## TEXTE SOURCE:
Chaque professionnel avait son rôle à jouer. Patrick Laguë a constaté une belle synergie. « On était chacun à nos postes pour faire en sorte d’être efficace. Pour voir autant de gens, il fallait être ordonné. « En fin de journée, s’il y avait embouteillage à un endroit, tous se rendent pour aider », signale-t-il.

Le Dr Laguë avait été affecté au tri et aux tests préliminaires. Il se trouvait en quelque sorte au début de la chaîne. « Après l’inscription et l’acuité visuelle, il y avait moi. Mon travail consistait à prendre la pression des yeux et à vérifier la force de l’œil », explique-t-il. 

Chaque professionnel apportait ses instruments de base pour pouvoir être autonome dans son travail. « Nous ne disposions pas de tous les instruments, mais on avait les principaux pour pouvoir faire du dépistage. On amène des instruments de base, chacun doit être autonome dans ce qu’il offre, autant au niveau survie, sécurité et au niveau des instruments dont on a besoin pour faire le travail. Mais les gros instruments ce sont ceux d’Iris Mundial dans les entrepôts. »

## DONNÉES FOURNIES:
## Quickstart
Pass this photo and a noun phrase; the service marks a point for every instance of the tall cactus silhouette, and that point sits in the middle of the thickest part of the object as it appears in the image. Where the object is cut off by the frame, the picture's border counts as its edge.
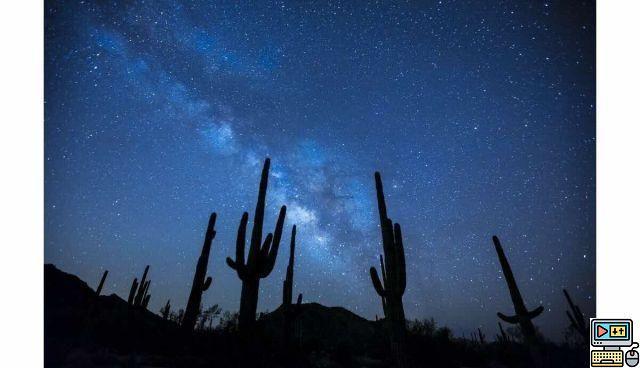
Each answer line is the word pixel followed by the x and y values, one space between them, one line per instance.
pixel 290 310
pixel 394 278
pixel 140 291
pixel 262 255
pixel 503 338
pixel 523 316
pixel 101 284
pixel 132 292
pixel 200 280
pixel 576 317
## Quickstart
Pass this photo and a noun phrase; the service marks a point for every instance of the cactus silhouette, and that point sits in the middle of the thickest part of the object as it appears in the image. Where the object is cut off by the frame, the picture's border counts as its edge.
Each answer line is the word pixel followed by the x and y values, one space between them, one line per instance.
pixel 101 284
pixel 503 337
pixel 261 258
pixel 576 317
pixel 290 310
pixel 394 279
pixel 139 291
pixel 165 311
pixel 523 316
pixel 132 291
pixel 200 280
pixel 481 336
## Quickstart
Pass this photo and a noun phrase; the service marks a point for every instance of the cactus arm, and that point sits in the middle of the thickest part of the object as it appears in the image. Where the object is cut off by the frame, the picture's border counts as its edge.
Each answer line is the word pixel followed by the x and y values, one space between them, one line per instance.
pixel 207 283
pixel 402 275
pixel 382 206
pixel 277 235
pixel 574 324
pixel 258 219
pixel 535 313
pixel 138 300
pixel 383 271
pixel 516 298
pixel 267 266
pixel 376 282
pixel 292 247
pixel 145 301
pixel 101 284
pixel 509 319
pixel 241 239
pixel 132 291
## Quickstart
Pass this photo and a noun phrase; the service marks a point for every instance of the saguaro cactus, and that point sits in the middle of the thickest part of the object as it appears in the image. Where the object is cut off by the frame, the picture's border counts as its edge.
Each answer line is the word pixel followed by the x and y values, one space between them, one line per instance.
pixel 394 280
pixel 101 284
pixel 262 255
pixel 200 280
pixel 132 291
pixel 481 336
pixel 140 291
pixel 166 310
pixel 523 316
pixel 576 317
pixel 503 337
pixel 291 311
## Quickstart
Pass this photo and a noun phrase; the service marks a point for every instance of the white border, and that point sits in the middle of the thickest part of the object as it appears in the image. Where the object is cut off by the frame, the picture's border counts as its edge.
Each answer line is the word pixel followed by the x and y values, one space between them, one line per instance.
pixel 21 160
pixel 618 167
pixel 21 153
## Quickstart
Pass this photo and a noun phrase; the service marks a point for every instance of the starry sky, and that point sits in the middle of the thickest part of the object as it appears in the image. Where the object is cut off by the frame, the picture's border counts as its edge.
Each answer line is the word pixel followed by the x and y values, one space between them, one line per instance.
pixel 479 115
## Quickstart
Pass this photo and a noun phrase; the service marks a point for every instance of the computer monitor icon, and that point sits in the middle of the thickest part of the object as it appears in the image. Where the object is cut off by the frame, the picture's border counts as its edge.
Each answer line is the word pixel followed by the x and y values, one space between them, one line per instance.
pixel 611 333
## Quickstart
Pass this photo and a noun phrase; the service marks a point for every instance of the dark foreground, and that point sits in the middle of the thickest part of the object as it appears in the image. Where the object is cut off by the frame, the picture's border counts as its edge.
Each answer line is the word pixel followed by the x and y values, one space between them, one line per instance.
pixel 86 330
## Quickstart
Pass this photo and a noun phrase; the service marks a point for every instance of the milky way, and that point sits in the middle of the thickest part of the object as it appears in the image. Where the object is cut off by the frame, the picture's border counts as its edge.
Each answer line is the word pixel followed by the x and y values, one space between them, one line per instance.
pixel 479 116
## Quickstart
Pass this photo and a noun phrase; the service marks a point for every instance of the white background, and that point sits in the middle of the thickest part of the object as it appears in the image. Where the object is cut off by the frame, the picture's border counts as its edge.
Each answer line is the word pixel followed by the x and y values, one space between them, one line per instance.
pixel 21 160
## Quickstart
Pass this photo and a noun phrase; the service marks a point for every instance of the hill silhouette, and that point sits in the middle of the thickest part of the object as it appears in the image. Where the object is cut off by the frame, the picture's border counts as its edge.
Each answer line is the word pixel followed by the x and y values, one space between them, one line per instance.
pixel 83 329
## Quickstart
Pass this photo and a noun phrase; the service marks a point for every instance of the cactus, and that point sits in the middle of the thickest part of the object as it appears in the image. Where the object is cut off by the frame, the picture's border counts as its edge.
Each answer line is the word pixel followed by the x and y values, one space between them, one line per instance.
pixel 137 301
pixel 145 301
pixel 132 291
pixel 523 316
pixel 394 281
pixel 101 284
pixel 576 317
pixel 290 310
pixel 200 280
pixel 139 291
pixel 503 338
pixel 481 336
pixel 166 310
pixel 262 255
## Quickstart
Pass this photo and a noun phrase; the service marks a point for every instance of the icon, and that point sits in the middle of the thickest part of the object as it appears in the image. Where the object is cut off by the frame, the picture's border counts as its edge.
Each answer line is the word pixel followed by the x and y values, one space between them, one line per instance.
pixel 631 358
pixel 612 335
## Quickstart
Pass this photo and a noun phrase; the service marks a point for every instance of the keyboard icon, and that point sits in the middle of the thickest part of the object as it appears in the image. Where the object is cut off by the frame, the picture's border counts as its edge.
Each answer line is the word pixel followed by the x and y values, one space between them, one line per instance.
pixel 606 358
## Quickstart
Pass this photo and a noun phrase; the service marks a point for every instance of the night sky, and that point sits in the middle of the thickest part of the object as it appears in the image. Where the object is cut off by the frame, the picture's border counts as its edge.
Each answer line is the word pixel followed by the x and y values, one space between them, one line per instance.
pixel 479 115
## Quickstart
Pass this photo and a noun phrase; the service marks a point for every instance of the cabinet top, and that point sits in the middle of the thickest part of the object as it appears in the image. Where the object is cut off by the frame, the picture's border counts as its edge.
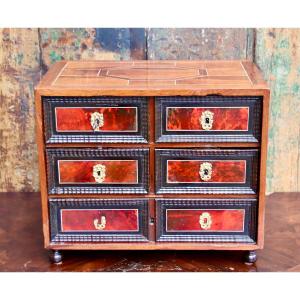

## CONSIGNES DES TÂCHES:
1. Répondez à ces questions d'après le texte sur le dépistage de la vue :
(a) À quoi le Dr Laguë avait-il été affecté ?
(b) Quelles étapes venaient avant lui dans la chaîne ?
(c) À qui appartiennent les gros instruments, et où se trouvent-ils ?
2. Les affirmations suivantes concordent-elles avec le texte sur le dépistage de la vue ?
(a) Le Dr Laguë prenait la pression des yeux.
(b) Les professionnels disposaient de tous les instruments.
(c) En fin de journée, chacun restait à son poste même en cas d'embouteillage.
3. Poursuivez le texte sur le dépistage de la vue après sa dernière phrase.

## RÉPONSES PAR TÂCHE:
1.
(a) Au tri et aux tests préliminaires.
(b) L'inscription et l'acuité visuelle.
(c) À Iris Mundial ; ils se trouvent dans les entrepôts.

2.
(a) Oui : « Mon travail consistait à prendre la pression des yeux »
(b) Non : « Nous ne disposions pas de tous les instruments »
(c) Non : « s’il y avait embouteillage à un endroit, tous se rendent pour aider »

3.
Les participants à cette mission de coopération internationale apportent aussi dans leurs bagages des milliers de paires de lunettes. « Des lunettes usagées que nous donnent les gens et à qui on remet 20 $ de rabais pour l’achat de leurs lunettes. Nous avions avec nous près de 7000 lunettes, sans compter près d’une trentaine de caisses d’instruments, de contenants et de médicaments », confie le Dr Laguë tout en rappelant, au passage, que février constitue le mois d’Iris Mundial. Durant tout le mois, pour chaque monture vendue, un montant de 10 $ est versé pour la mission caritative d’Iris Mundial dont l’action s’étend aussi au Sénégal, au Pérou et en Haïti.

« J’en ai fabriqué aussi sur mesure, m’occupant particulièrement de lunettes d’enfants. Mais on a aussi acheté des paires », fait-il savoir.L’optométriste victoriavillois, au cours de ses six jours de pratique en sol gabonais, a vu des gens de tous âges, de très jeunes enfants jusqu’aux aînés. « Nous avons vu un grand nombre de problèmes, des cas particuliers aussi. J’ai notamment constaté beaucoup de glaucomes, un problème qui, s’il n’est pas traité, peut dégénérer et mener à une perte de vision », précise-t-il. 

Expérience positive

Patrick Laguë se réjouit de sa participation à cette aventure positive, malgré des imprévus. « Ce qui est prévisible dans un voyage de la sorte, c’est qu’il y aura plein d’imprévus, dit-il avec philosophie. Il faut pratiquer l’art de gérer les imprévus. »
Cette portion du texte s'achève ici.